Passage provided:
Review body format detection

// Legacy string format
const legacyBody = service.detectReviewBodyFormat('Plain review text');
// { field: 'body', format: 'string', isCurrent: false }

// Current rich text format
const currentBody = service.detectReviewBodyFormat([
  { type: 'text', content: 'This paper presents...' },
]);
// { field: 'body', format: 'rich-text-array', isCurrent: true }

Analyzing complete records

Eprint records

Use analyzeEprintRecord to check all fields at once:

const record = await fetchRecordFromPds(uri);
const result = service.analyzeEprintRecord(record);

if (!result.isCurrentSchema) {
  console.log('Legacy format detected');
  console.log('Schema version:', result.compatibility.schemaVersion);
  console.log('Deprecated fields:', result.compatibility.deprecatedFields);

  if (result.compatibility.migrationAvailable) {
    for (const hint of result.compatibility.migrationHints ?? []) {
      console.log(`Field: ${hint.field}`);
      console.log(`Action: ${hint.action}`);
      console.log(`Instructions: ${hint.instructions}`);
    }
  }
}

Review records

Use analyzeReviewRecord for review comments:

const reviewRecord = await fetchRecordFromPds(reviewUri);
const result = service.analyzeReviewRecord(reviewRecord);

if (!result.isCurrentSchema) {
  console.log('Legacy review detected');
}

Migration workflow

Step 1: Detect legacy formats

const result = service.analyzeEprintRecord(record);

if (service.needsMigration(record)) {
  // record uses deprecated formats
}

Step 2: Generate API hints

Include schema hints in API responses to inform clients:

const result = service.analyzeEprintRecord(record);
const hints = service.generateApiHints(result);

const response = {
  uri: record.uri,
  value: record,
  ...(hints && { _schemaHints: hints }),
};

// Response includes hints for legacy records:
// {
//   "uri": "at://did:plc:.../pub.chive.eprint.submission/abc123",
//   "value": { ... },
//   "_schemaHints": {
//     "schemaVersion": "0.0.0",
//     "deprecatedFields": ["abstract"],
//     "migrationAvailable": true,
//     "migrationUrl": "https://docs.chive.pub/schema/migrations/abstract-richtext"

Records supplied:
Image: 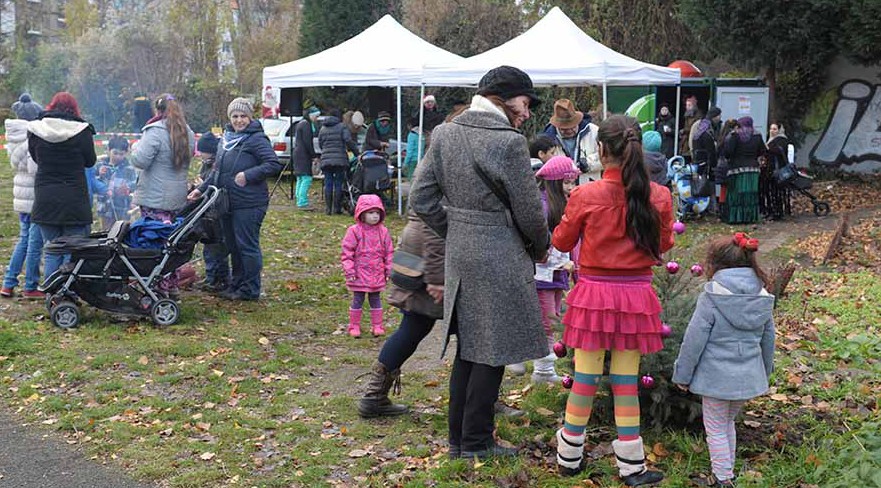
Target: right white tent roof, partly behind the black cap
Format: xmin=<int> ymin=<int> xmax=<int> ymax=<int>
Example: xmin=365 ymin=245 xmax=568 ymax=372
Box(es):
xmin=423 ymin=7 xmax=680 ymax=86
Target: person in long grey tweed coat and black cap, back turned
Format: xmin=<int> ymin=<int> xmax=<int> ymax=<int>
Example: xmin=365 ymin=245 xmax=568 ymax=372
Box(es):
xmin=410 ymin=66 xmax=548 ymax=458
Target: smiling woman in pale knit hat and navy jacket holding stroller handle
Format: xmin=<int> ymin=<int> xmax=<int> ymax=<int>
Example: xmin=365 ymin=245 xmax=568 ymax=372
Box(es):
xmin=188 ymin=98 xmax=283 ymax=300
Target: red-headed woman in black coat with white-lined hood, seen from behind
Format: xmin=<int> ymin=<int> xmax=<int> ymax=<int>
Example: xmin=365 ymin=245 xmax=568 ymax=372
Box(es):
xmin=28 ymin=92 xmax=98 ymax=278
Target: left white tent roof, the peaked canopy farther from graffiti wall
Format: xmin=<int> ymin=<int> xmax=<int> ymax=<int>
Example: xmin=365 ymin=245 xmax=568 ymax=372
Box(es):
xmin=263 ymin=15 xmax=463 ymax=88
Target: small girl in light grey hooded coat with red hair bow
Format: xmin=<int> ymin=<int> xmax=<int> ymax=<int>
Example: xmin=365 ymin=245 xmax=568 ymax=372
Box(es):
xmin=673 ymin=232 xmax=774 ymax=486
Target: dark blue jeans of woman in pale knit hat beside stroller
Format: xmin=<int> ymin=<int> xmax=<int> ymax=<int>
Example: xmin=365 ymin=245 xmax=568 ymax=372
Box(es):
xmin=221 ymin=207 xmax=267 ymax=299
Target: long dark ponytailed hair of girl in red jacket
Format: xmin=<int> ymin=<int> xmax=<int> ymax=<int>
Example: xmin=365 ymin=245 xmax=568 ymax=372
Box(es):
xmin=597 ymin=115 xmax=661 ymax=260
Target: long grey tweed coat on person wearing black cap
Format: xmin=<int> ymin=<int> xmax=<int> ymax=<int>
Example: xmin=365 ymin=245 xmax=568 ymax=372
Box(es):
xmin=410 ymin=109 xmax=549 ymax=366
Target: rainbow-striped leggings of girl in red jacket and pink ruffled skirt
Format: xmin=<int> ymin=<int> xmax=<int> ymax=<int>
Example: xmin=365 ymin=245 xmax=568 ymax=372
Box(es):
xmin=563 ymin=349 xmax=640 ymax=441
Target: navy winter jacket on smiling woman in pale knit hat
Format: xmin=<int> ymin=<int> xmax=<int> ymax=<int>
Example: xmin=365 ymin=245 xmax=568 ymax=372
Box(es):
xmin=199 ymin=120 xmax=284 ymax=210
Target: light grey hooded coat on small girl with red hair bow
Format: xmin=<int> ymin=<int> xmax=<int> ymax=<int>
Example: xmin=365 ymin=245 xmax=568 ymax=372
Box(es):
xmin=673 ymin=268 xmax=774 ymax=400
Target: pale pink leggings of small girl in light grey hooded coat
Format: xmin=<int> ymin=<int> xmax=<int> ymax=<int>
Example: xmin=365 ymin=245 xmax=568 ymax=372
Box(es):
xmin=703 ymin=396 xmax=746 ymax=481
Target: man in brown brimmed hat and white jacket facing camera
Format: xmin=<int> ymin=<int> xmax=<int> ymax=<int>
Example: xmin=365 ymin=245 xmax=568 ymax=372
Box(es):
xmin=544 ymin=98 xmax=603 ymax=184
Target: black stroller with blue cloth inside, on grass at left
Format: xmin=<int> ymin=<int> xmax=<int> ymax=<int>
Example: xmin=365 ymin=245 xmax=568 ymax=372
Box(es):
xmin=40 ymin=186 xmax=219 ymax=329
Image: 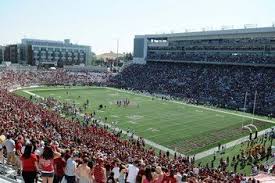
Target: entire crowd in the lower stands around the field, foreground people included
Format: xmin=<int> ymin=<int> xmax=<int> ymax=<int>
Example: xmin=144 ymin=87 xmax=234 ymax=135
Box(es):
xmin=0 ymin=64 xmax=274 ymax=183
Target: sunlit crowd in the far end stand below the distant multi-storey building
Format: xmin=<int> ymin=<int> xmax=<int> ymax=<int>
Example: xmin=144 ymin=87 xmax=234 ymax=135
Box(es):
xmin=0 ymin=69 xmax=109 ymax=89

Description of the task: Reproduce the whole schema format detection text verbatim.

Task response:
Review body format detection

// Legacy string format
const legacyBody = service.detectReviewBodyFormat('Plain review text');
// { field: 'body', format: 'string', isCurrent: false }

// Current rich text format
const currentBody = service.detectReviewBodyFormat([
  { type: 'text', content: 'This paper presents...' },
]);
// { field: 'body', format: 'rich-text-array', isCurrent: true }

Analyzing complete records

Eprint records

Use analyzeEprintRecord to check all fields at once:

const record = await fetchRecordFromPds(uri);
const result = service.analyzeEprintRecord(record);

if (!result.isCurrentSchema) {
  console.log('Legacy format detected');
  console.log('Schema version:', result.compatibility.schemaVersion);
  console.log('Deprecated fields:', result.compatibility.deprecatedFields);

  if (result.compatibility.migrationAvailable) {
    for (const hint of result.compatibility.migrationHints ?? []) {
      console.log(`Field: ${hint.field}`);
      console.log(`Action: ${hint.action}`);
      console.log(`Instructions: ${hint.instructions}`);
    }
  }
}

Review records

Use analyzeReviewRecord for review comments:

const reviewRecord = await fetchRecordFromPds(reviewUri);
const result = service.analyzeReviewRecord(reviewRecord);

if (!result.isCurrentSchema) {
  console.log('Legacy review detected');
}

Migration workflow

Step 1: Detect legacy formats

const result = service.analyzeEprintRecord(record);

if (service.needsMigration(record)) {
  // record uses deprecated formats
}

Step 2: Generate API hints

Include schema hints in API responses to inform clients:

const result = service.analyzeEprintRecord(record);
const hints = service.generateApiHints(result);

const response = {
  uri: record.uri,
  value: record,
  ...(hints && { _schemaHints: hints }),
};

// Response includes hints for legacy records:
// {
//   "uri": "at://did:plc:.../pub.chive.eprint.submission/abc123",
//   "value": { ... },
//   "_schemaHints": {
//     "schemaVersion": "0.0.0",
//     "deprecatedFields": ["abstract"],
//     "migrationAvailable": true,
//     "migrationUrl": "https://docs.chive.pub/schema/migrations/abstract-richtext"